#### TASK OBJECTIVE:
Below are lines of data; restate word for word those running from the line containing "column 212, row 130" to the line containing "column 171, row 7", inclusive, and no others.

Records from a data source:
════

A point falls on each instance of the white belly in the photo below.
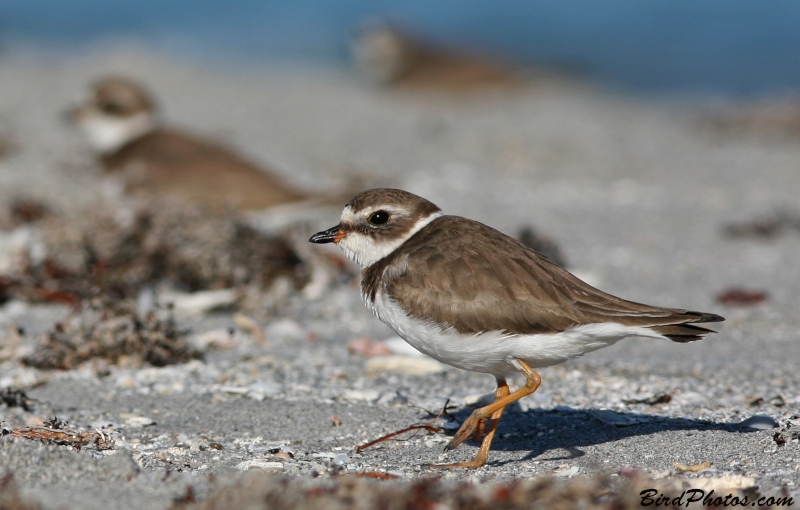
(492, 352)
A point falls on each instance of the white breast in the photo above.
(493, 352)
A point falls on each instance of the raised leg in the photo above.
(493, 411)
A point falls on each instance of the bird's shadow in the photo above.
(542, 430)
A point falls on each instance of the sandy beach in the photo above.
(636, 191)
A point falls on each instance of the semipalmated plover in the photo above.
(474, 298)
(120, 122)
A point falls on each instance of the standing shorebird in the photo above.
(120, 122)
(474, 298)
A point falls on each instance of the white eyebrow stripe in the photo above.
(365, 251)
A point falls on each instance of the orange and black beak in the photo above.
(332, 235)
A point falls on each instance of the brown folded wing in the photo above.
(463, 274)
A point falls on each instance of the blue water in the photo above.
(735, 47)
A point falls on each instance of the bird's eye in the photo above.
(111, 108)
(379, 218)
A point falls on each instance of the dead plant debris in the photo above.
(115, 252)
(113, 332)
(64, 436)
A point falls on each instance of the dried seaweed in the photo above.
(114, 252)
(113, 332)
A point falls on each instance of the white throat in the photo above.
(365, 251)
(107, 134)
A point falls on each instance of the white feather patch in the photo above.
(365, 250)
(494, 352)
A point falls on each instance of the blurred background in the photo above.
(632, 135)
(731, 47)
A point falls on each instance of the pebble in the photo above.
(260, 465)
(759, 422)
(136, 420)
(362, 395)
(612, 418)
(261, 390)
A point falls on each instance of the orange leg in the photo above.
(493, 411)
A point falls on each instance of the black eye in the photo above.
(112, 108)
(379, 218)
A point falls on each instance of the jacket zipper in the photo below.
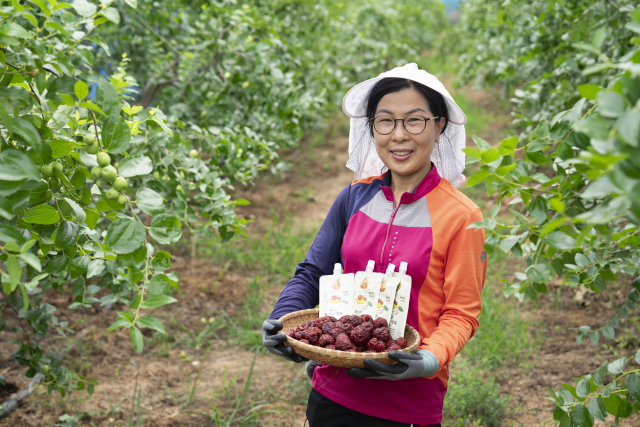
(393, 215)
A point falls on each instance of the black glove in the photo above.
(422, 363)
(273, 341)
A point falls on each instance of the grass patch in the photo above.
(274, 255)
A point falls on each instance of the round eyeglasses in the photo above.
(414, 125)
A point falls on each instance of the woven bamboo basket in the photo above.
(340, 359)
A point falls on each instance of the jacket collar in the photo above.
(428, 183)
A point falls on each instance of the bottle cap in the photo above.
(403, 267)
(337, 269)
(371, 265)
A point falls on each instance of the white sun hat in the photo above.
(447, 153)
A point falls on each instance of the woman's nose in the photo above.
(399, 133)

════

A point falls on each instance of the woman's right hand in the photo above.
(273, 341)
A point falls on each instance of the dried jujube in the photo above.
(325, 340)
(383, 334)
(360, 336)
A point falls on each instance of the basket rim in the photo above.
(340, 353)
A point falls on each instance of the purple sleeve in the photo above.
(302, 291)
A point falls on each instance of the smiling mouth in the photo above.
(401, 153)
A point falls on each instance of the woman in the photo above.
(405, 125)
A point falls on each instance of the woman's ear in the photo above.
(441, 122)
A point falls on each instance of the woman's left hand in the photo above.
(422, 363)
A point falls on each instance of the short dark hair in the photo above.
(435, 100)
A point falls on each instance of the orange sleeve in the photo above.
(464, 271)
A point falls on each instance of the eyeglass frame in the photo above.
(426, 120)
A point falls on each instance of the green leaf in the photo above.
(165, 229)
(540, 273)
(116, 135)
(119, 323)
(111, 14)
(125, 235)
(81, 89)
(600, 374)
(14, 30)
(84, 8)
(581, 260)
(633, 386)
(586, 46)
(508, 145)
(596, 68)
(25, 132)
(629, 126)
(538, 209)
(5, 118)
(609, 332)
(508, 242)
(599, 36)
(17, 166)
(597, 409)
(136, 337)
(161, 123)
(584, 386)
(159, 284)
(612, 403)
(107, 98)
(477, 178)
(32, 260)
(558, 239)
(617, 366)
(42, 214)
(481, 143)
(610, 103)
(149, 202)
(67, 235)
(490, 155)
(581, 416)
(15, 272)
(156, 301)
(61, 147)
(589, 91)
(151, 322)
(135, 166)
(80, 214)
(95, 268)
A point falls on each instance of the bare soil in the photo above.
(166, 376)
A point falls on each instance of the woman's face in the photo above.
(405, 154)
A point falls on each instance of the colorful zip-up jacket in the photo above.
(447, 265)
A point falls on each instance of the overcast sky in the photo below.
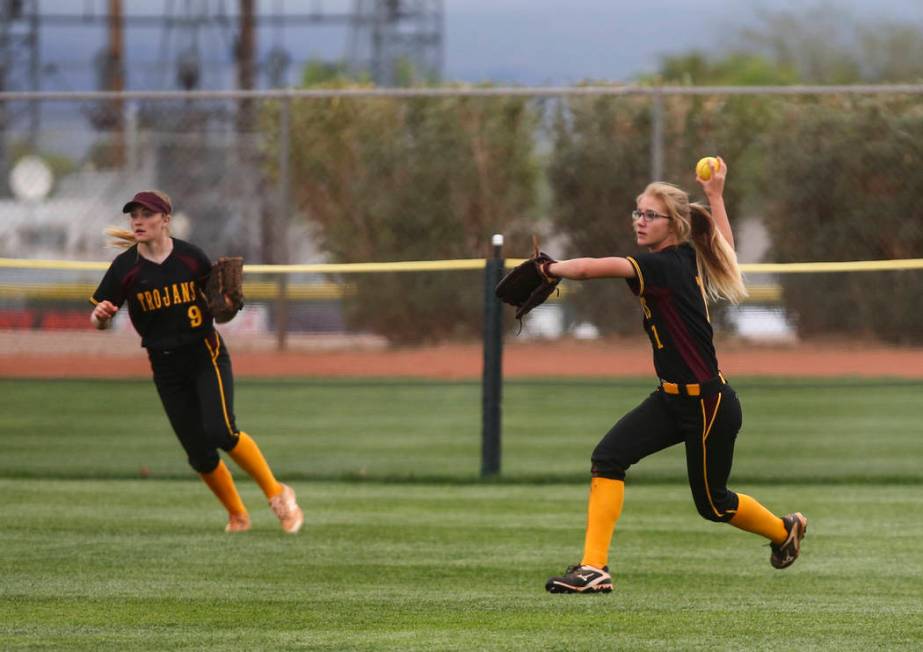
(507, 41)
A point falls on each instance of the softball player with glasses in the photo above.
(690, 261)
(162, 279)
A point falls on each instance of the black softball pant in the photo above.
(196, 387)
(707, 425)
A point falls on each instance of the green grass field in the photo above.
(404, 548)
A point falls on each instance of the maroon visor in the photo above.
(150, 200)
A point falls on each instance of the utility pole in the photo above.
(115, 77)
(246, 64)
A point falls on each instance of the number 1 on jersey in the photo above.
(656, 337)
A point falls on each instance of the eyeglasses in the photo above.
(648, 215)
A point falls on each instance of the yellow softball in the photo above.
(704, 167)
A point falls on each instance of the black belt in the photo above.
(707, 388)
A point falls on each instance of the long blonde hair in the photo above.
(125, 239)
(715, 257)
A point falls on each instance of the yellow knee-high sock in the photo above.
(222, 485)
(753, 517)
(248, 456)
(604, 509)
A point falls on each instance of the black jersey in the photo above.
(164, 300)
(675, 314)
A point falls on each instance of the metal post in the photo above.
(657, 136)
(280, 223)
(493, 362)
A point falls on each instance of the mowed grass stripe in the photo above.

════

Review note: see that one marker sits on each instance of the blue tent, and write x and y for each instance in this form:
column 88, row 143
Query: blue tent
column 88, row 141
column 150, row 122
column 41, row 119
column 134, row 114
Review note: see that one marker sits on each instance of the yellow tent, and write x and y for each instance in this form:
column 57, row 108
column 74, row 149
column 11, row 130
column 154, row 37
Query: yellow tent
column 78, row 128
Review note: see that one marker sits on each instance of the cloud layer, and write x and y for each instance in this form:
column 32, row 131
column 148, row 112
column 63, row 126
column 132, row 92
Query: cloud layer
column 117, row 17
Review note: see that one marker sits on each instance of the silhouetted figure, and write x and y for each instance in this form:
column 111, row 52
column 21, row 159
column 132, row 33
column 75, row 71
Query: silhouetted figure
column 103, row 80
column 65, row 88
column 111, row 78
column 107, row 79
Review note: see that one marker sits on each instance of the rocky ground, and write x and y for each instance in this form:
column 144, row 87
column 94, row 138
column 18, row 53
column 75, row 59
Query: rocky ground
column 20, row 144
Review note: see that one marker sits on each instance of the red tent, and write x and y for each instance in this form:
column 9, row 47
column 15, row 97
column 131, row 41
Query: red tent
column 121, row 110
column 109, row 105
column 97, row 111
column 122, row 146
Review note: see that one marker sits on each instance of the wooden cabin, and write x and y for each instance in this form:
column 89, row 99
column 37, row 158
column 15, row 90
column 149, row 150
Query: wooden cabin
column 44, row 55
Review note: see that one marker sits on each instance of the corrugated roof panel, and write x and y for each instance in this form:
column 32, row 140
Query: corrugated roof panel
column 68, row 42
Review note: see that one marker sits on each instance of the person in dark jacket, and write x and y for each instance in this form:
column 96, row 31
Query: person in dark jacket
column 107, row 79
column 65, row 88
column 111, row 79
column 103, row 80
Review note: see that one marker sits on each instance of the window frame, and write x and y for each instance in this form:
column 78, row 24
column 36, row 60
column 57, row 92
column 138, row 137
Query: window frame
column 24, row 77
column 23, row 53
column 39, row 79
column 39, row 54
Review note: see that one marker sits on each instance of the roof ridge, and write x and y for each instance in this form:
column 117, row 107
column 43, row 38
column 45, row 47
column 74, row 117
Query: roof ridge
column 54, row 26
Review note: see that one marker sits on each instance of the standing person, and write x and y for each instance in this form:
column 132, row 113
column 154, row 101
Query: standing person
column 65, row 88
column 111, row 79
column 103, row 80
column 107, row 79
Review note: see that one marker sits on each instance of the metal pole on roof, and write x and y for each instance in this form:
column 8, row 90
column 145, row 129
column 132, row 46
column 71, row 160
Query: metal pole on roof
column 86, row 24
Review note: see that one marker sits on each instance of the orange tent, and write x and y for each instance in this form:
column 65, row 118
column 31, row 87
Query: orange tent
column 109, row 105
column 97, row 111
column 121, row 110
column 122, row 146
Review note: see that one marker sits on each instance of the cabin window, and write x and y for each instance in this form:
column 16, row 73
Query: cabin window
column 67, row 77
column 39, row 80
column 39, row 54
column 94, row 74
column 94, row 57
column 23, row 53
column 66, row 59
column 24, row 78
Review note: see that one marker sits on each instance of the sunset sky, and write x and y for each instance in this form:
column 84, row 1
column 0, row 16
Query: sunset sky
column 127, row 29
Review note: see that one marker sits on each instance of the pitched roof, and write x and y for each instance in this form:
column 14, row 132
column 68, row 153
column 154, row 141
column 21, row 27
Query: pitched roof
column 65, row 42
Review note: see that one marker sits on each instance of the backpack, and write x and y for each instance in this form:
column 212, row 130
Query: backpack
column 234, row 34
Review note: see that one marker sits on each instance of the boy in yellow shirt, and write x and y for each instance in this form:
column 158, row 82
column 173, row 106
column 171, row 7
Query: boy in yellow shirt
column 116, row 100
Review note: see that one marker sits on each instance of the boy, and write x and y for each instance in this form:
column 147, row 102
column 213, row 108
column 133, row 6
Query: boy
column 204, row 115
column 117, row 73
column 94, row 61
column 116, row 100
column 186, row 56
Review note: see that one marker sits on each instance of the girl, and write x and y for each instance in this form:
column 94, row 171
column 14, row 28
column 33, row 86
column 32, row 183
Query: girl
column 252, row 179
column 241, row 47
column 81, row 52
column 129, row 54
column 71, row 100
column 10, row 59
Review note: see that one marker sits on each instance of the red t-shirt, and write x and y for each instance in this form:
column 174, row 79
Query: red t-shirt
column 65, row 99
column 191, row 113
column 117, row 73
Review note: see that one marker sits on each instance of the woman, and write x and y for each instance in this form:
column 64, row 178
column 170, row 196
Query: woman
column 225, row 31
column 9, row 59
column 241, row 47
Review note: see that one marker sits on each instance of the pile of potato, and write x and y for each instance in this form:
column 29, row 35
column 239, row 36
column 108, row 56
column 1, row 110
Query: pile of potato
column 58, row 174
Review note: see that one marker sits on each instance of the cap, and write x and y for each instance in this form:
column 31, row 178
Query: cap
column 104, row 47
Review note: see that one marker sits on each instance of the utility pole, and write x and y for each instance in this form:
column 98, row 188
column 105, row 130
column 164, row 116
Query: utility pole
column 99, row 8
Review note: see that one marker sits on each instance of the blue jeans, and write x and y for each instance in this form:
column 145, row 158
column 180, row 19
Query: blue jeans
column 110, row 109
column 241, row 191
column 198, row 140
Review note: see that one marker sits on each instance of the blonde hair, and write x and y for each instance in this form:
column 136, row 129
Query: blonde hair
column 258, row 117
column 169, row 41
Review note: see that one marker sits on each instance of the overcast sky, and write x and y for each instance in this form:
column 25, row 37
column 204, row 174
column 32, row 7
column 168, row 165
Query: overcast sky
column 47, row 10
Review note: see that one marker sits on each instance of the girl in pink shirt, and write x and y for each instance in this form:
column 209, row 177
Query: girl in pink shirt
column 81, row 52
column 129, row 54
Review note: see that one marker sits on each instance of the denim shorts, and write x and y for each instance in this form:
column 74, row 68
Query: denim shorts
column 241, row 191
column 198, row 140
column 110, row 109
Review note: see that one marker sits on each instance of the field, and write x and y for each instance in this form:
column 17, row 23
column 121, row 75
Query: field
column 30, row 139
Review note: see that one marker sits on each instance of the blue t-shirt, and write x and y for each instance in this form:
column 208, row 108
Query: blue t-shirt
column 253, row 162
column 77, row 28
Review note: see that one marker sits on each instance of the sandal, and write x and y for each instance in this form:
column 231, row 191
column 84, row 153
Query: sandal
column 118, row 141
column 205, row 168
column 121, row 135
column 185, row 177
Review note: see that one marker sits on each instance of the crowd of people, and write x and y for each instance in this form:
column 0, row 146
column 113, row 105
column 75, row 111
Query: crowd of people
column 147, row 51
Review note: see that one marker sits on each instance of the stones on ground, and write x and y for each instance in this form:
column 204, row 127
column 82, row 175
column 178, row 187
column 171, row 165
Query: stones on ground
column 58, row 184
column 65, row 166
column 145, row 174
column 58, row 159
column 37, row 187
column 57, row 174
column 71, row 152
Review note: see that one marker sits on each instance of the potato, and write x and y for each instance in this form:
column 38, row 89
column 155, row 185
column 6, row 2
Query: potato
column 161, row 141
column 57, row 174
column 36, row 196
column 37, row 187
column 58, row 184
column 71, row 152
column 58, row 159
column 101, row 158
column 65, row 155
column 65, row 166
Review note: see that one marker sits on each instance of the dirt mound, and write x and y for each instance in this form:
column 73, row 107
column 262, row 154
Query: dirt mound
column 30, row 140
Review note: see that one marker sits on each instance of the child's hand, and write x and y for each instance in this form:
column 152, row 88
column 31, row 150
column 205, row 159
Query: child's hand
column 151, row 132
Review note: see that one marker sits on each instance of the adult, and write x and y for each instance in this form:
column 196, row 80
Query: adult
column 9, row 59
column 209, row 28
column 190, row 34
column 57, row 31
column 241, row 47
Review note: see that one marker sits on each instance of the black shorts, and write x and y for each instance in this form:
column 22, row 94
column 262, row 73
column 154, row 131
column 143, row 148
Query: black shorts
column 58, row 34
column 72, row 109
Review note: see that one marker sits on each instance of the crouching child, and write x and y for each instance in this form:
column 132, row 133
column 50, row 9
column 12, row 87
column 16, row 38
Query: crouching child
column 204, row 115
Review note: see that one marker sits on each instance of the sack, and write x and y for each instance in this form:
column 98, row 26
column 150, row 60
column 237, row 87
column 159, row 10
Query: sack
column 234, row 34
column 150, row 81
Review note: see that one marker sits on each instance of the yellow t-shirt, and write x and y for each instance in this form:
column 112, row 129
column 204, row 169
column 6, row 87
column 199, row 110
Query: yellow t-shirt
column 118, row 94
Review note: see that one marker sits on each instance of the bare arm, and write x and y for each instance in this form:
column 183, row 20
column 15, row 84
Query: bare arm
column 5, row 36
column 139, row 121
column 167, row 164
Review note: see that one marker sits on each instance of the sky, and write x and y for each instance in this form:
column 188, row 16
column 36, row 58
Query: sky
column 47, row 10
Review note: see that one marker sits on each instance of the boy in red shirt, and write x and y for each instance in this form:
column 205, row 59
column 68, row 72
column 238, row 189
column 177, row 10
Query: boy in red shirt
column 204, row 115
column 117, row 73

════

#### ANSWER SECTION:
column 212, row 130
Query: backpack
column 234, row 34
Review note: see that one marker sits on each instance of the boy in yellow shirt, and write x and y for each instance in this form:
column 158, row 82
column 173, row 106
column 171, row 7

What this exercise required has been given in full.